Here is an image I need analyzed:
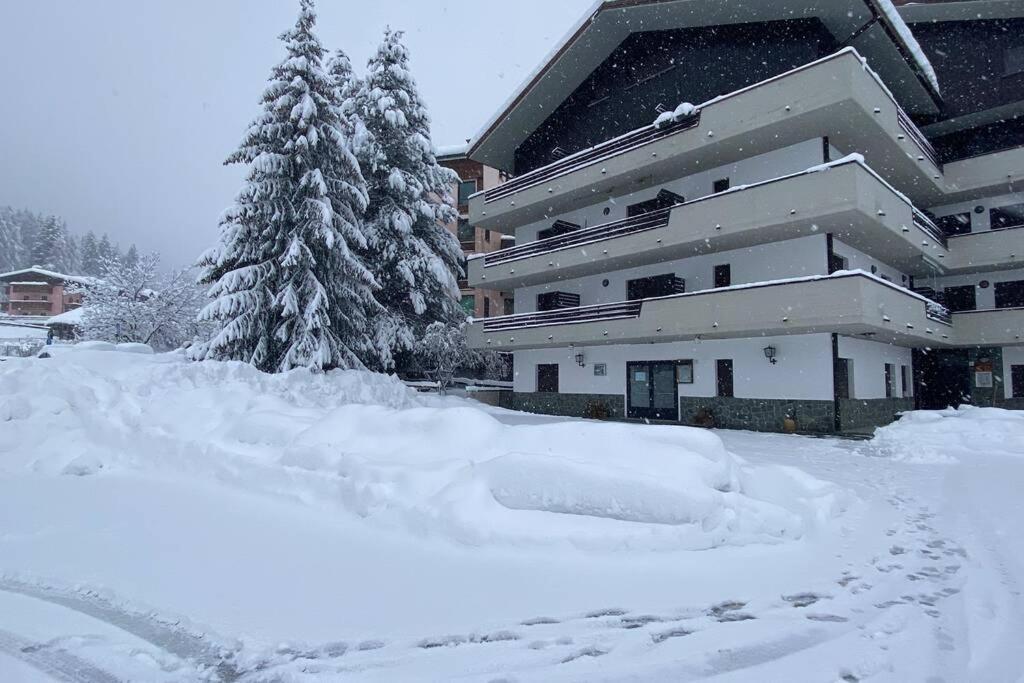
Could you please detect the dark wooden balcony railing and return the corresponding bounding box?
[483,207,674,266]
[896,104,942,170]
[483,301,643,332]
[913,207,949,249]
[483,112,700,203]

══════════════════════════════

▶ REQUEST
In the items above, swap "wooden" for "metal" and write the lines out again with nothing else changed. Omit the pictures from your answer.

▶ ANSWER TO THIS PROBLEM
Here is an image I need analyzed:
Could you please detect the dark metal balcony railing and return the corresponding bounding box?
[483,207,674,266]
[896,104,942,170]
[483,301,643,332]
[913,207,949,249]
[483,112,700,203]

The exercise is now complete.